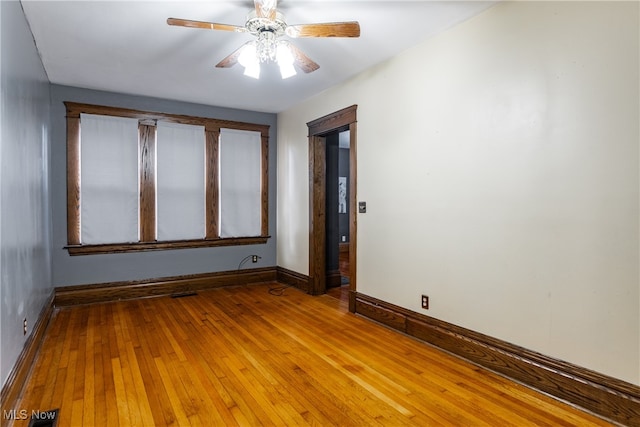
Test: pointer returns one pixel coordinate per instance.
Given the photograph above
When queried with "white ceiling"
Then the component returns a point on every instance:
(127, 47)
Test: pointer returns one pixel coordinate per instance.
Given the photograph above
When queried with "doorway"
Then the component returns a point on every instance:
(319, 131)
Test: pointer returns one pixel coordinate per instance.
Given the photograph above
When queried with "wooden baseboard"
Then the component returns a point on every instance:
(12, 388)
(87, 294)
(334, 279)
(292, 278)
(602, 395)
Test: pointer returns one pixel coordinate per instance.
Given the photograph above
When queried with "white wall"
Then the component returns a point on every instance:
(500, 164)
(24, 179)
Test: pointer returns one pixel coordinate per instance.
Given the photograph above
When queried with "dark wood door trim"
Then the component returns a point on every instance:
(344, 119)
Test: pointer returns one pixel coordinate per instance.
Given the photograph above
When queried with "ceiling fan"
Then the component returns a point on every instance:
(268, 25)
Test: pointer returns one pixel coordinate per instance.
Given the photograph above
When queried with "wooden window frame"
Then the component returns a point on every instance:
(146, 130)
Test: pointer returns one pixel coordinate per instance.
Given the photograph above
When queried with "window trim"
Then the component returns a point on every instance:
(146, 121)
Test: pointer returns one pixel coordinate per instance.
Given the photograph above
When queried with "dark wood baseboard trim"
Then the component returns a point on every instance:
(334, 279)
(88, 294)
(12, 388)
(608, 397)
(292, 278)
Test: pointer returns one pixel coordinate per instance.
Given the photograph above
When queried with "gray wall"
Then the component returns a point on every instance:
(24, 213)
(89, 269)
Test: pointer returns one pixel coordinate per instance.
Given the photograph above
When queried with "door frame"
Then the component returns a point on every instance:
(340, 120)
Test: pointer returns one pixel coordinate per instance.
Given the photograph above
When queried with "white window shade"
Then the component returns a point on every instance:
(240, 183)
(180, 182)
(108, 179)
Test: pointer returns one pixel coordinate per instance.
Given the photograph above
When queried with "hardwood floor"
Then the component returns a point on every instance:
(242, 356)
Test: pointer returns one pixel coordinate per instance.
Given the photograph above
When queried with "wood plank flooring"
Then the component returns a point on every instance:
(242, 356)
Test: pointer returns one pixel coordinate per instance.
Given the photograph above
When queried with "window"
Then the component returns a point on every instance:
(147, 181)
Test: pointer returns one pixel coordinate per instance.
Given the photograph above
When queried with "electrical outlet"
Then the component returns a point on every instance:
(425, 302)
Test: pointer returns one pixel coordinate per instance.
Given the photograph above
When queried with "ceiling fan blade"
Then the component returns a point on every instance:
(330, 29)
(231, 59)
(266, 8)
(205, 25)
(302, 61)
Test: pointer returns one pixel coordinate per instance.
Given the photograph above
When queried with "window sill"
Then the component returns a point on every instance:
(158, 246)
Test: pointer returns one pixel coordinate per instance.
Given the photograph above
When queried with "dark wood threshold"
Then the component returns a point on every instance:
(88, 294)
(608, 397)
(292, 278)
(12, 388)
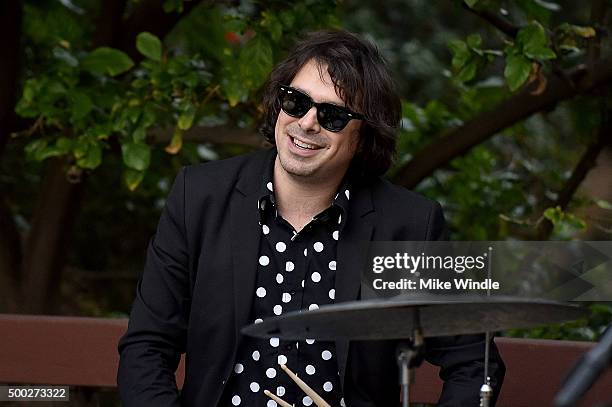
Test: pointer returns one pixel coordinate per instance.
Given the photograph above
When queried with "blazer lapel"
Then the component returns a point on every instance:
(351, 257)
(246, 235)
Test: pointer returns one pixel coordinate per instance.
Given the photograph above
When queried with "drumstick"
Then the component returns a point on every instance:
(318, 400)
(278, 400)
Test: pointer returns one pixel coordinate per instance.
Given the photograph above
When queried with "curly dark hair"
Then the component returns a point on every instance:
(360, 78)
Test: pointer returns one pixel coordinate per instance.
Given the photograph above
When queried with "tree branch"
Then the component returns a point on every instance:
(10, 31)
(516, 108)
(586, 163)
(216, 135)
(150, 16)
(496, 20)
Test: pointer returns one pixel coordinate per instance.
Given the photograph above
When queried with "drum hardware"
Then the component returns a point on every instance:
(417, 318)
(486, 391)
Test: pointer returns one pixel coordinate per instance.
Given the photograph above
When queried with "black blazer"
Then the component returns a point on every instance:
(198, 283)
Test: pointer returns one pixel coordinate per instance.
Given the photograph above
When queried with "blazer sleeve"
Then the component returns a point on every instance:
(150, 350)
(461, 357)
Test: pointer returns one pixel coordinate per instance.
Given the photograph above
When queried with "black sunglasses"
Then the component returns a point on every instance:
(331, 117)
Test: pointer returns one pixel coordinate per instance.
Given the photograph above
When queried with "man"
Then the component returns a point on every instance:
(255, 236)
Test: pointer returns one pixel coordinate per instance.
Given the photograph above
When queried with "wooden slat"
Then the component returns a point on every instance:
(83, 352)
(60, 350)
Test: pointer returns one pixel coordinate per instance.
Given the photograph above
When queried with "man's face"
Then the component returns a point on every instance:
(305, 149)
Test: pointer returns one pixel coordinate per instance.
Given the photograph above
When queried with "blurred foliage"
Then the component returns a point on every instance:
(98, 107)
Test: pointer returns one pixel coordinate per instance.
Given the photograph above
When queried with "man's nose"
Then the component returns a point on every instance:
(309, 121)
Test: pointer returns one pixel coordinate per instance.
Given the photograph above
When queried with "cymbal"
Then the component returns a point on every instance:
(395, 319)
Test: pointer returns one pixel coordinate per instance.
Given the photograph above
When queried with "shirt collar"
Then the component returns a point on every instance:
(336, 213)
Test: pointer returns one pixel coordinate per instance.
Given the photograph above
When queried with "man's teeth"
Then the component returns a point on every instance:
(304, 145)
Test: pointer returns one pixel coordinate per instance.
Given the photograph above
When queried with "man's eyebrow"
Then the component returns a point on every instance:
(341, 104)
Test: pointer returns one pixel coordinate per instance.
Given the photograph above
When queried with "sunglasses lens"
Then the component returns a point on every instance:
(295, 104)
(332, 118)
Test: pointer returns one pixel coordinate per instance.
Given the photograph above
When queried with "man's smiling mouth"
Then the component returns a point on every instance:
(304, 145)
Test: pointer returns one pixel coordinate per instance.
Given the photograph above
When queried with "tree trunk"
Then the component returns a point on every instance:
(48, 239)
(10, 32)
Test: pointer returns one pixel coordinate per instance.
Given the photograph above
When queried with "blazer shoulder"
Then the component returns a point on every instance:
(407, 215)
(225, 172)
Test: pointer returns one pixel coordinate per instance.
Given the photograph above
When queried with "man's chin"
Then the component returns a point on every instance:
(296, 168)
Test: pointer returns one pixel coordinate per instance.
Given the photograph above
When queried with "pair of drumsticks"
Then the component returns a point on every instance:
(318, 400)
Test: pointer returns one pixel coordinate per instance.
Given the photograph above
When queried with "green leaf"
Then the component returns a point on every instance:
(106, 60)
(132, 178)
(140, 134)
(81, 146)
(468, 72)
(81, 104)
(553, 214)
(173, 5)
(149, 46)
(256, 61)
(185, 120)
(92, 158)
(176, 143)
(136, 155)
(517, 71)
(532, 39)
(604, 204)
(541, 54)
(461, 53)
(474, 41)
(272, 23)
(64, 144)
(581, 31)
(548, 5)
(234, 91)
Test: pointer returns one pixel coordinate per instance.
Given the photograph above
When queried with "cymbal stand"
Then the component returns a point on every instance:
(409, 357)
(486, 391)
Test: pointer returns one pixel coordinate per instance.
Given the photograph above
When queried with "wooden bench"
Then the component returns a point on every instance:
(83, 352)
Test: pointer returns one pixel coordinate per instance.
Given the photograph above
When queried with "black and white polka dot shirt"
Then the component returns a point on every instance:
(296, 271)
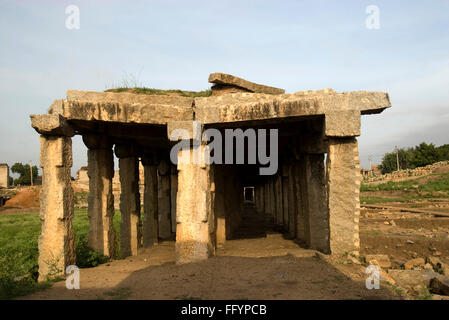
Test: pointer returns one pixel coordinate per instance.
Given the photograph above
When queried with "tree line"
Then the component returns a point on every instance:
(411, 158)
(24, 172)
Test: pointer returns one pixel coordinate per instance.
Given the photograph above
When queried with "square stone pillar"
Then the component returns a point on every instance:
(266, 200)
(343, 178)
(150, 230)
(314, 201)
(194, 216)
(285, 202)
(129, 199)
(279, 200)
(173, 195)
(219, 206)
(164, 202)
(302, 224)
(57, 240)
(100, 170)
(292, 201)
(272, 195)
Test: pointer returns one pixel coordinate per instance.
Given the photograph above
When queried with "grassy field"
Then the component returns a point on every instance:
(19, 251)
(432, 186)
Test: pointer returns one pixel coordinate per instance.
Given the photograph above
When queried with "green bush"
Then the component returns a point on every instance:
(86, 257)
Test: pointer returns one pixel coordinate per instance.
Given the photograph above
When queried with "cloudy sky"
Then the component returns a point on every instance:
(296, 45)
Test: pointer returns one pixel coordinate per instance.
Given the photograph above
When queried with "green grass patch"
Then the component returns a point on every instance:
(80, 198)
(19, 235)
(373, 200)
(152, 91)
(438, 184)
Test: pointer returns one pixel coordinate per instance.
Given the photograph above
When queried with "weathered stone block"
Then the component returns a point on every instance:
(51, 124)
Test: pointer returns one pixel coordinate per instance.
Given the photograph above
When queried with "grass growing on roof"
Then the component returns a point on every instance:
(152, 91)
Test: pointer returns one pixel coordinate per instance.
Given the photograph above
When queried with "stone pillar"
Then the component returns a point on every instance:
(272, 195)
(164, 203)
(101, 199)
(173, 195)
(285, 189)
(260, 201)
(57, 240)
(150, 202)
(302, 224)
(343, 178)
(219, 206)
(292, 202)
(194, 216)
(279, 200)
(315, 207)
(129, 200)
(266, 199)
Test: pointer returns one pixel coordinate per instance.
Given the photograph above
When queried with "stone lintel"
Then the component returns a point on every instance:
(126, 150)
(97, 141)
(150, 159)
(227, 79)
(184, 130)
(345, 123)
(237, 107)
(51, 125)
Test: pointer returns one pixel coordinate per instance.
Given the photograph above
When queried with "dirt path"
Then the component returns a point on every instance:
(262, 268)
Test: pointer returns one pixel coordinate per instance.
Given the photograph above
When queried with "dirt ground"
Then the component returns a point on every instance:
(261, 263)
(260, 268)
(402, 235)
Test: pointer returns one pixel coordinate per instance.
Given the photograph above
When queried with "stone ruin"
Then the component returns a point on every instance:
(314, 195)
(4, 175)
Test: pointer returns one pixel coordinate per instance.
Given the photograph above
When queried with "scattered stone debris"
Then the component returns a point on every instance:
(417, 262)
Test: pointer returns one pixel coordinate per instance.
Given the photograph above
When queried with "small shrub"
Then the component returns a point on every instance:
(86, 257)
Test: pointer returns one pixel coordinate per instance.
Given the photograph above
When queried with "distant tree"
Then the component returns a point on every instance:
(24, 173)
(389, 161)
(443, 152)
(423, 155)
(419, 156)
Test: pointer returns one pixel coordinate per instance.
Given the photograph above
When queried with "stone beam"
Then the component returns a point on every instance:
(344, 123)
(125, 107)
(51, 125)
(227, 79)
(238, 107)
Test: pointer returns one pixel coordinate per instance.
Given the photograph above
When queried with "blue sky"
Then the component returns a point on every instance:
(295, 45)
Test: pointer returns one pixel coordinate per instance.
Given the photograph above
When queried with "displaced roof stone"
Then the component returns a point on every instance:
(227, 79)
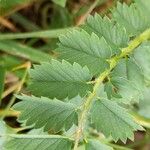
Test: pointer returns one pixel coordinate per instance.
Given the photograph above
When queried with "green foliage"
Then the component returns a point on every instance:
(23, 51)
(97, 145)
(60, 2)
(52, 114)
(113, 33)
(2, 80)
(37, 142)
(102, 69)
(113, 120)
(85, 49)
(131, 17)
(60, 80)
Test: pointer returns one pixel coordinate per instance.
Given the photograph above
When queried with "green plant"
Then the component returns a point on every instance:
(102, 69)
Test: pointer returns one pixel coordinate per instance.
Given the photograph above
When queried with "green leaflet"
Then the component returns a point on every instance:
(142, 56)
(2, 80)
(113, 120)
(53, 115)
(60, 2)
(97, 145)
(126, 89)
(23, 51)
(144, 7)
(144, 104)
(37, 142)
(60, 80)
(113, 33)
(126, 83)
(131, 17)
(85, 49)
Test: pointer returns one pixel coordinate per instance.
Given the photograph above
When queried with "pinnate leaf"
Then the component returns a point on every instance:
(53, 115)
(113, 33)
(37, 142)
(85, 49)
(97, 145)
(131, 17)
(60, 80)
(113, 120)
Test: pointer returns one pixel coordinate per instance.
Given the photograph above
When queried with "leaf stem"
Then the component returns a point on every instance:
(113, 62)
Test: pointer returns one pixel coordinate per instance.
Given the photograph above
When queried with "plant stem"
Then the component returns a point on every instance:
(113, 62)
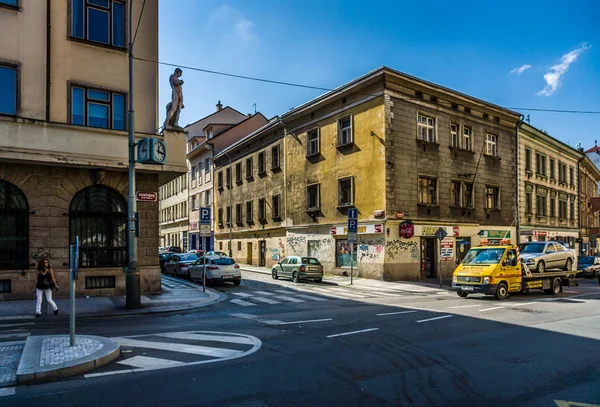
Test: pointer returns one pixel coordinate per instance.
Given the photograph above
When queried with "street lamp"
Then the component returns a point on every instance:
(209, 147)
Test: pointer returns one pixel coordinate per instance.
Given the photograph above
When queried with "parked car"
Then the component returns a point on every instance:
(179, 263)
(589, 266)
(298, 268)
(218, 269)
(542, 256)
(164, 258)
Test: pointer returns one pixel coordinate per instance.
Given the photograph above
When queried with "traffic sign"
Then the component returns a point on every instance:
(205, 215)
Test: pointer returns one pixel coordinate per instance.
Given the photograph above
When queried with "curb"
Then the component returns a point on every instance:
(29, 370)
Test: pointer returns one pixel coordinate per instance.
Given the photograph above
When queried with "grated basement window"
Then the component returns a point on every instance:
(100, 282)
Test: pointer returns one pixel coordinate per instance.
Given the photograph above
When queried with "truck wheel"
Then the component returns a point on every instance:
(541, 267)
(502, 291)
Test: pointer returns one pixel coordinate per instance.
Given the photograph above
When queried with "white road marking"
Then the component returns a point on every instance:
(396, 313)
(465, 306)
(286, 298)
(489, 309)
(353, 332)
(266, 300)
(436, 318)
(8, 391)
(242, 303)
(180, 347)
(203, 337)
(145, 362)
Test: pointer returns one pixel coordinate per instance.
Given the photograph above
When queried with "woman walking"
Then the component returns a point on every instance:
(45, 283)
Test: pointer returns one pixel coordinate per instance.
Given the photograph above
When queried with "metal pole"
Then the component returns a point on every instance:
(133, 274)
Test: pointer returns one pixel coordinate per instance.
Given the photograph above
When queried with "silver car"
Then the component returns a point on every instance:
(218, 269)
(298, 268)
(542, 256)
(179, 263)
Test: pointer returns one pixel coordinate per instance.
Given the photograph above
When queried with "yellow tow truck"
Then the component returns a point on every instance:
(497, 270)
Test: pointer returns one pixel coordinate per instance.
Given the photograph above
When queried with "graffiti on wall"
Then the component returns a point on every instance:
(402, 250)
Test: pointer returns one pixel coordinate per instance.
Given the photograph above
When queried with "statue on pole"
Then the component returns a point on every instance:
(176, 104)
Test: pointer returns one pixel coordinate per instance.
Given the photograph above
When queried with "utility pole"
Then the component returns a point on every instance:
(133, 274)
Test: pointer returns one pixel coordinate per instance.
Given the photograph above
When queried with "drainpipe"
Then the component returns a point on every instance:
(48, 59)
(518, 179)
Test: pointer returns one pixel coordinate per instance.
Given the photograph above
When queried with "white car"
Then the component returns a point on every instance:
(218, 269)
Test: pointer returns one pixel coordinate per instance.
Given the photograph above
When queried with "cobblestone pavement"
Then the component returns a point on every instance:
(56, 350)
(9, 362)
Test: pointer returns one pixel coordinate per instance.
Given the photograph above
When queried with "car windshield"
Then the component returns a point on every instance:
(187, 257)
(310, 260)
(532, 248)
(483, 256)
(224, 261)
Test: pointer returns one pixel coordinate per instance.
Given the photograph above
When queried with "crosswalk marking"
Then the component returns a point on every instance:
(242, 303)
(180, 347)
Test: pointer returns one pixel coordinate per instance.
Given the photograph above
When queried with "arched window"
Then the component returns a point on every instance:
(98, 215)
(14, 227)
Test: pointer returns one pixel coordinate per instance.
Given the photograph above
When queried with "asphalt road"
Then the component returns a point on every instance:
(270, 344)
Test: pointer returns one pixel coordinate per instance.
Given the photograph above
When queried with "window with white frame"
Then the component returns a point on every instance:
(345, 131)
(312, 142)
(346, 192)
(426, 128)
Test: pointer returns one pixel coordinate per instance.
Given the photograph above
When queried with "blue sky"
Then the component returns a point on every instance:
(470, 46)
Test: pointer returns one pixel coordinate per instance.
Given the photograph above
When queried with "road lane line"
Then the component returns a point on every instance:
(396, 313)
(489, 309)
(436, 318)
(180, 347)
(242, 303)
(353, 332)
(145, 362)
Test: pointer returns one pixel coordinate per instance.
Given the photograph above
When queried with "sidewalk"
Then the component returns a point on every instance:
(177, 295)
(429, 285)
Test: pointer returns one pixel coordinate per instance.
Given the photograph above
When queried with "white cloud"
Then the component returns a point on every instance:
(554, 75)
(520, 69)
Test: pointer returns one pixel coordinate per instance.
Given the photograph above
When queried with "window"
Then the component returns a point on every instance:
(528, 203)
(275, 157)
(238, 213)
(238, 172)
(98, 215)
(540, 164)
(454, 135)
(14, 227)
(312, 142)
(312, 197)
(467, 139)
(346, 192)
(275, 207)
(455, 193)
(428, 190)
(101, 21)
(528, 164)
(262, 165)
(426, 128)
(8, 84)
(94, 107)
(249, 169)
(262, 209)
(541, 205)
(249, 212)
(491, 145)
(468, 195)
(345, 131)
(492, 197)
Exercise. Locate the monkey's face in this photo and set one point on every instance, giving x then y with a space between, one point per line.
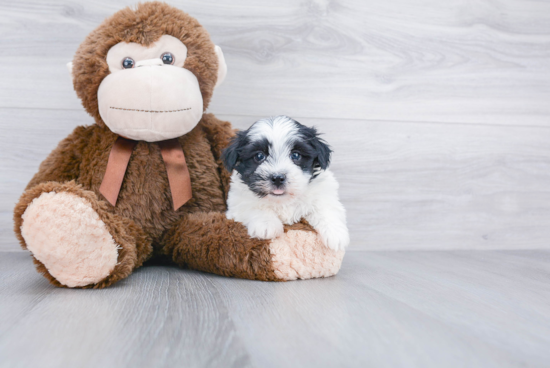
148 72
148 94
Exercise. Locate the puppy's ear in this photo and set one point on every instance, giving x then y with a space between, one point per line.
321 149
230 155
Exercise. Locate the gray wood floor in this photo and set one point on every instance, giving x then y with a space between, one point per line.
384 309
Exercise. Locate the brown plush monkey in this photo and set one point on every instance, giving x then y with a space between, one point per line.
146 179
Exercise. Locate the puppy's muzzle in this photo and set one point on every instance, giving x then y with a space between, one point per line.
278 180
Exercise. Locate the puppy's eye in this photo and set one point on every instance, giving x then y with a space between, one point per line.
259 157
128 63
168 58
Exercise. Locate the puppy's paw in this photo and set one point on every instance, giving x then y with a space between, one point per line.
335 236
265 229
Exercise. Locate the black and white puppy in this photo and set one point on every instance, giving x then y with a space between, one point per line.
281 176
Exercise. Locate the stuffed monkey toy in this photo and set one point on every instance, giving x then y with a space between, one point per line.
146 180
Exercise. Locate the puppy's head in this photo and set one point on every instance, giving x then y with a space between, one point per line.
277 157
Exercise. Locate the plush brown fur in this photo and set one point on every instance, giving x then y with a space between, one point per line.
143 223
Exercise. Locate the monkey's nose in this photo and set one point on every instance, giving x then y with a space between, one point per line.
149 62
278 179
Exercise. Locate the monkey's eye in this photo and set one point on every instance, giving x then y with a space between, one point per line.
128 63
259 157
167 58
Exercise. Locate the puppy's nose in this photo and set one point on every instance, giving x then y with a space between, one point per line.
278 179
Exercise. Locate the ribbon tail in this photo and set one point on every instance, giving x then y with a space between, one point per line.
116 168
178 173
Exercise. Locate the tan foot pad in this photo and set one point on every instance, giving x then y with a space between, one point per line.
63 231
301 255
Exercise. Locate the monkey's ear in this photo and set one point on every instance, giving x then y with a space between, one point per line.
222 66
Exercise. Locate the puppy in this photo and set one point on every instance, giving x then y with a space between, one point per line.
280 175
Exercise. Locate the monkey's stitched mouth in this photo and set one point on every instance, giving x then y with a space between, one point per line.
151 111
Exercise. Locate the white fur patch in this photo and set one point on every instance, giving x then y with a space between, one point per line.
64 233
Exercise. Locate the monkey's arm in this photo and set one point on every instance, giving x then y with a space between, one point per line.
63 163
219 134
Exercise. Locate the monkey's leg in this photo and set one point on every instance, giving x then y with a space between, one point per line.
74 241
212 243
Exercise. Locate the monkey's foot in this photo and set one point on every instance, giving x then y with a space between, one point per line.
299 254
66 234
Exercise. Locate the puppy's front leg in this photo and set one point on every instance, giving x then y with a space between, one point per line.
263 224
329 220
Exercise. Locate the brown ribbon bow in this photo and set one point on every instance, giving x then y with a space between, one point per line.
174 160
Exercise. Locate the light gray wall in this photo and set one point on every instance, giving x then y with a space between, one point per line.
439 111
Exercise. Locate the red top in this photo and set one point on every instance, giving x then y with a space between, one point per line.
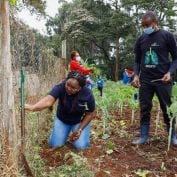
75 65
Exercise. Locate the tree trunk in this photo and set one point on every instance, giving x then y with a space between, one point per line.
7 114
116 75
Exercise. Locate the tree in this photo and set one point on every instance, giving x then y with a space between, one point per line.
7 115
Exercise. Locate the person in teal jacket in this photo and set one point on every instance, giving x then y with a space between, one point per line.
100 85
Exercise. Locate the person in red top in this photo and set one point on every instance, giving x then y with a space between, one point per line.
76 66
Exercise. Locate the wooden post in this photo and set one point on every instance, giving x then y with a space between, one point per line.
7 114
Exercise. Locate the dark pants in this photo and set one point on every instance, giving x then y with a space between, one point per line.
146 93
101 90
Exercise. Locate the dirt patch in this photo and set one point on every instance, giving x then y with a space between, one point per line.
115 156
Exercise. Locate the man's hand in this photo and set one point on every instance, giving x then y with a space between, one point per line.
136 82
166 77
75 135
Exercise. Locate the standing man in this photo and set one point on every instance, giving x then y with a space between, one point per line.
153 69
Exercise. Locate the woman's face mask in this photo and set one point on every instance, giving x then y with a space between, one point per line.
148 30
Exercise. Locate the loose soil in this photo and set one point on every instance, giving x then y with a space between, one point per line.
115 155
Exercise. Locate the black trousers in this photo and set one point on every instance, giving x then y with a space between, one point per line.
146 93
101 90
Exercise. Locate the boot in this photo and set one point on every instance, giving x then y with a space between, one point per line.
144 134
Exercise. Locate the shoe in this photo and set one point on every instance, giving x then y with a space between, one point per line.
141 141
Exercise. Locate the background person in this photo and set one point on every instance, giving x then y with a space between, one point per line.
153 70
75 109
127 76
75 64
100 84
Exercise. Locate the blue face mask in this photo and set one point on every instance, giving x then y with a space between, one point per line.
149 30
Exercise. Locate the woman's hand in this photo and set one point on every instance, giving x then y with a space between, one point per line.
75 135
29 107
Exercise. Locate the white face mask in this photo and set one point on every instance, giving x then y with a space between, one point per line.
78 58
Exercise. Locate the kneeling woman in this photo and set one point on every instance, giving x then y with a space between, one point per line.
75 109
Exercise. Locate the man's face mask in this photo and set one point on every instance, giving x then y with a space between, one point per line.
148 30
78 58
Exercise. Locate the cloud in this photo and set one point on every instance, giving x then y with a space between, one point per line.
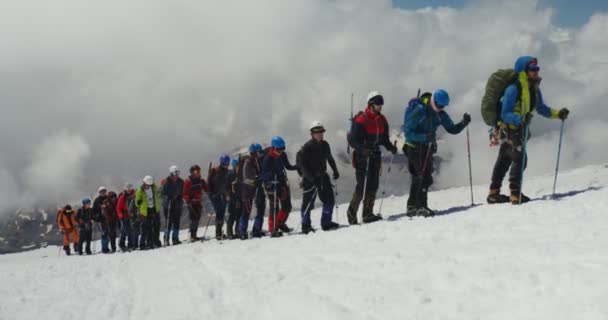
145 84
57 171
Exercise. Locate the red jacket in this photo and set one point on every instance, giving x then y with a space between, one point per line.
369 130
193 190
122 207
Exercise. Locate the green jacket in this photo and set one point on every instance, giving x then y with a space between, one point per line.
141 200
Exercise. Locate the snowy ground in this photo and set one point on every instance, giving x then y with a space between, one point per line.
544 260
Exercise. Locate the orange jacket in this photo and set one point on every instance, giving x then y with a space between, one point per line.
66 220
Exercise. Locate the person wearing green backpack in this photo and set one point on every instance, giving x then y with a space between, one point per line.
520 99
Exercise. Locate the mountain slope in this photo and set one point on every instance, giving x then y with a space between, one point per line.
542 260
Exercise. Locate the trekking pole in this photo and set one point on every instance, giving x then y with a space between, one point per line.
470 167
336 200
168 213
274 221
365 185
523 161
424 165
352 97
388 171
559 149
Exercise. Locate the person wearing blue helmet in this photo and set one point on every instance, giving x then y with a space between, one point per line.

#### Assignment:
Check each line of the data above for the word "blazer" and copy the ones where it is found.

#### Exercise response:
When queried with "blazer lapel"
When queried with "black blazer"
When queried with "blazer sleeve"
When queried with "blazer shoulder"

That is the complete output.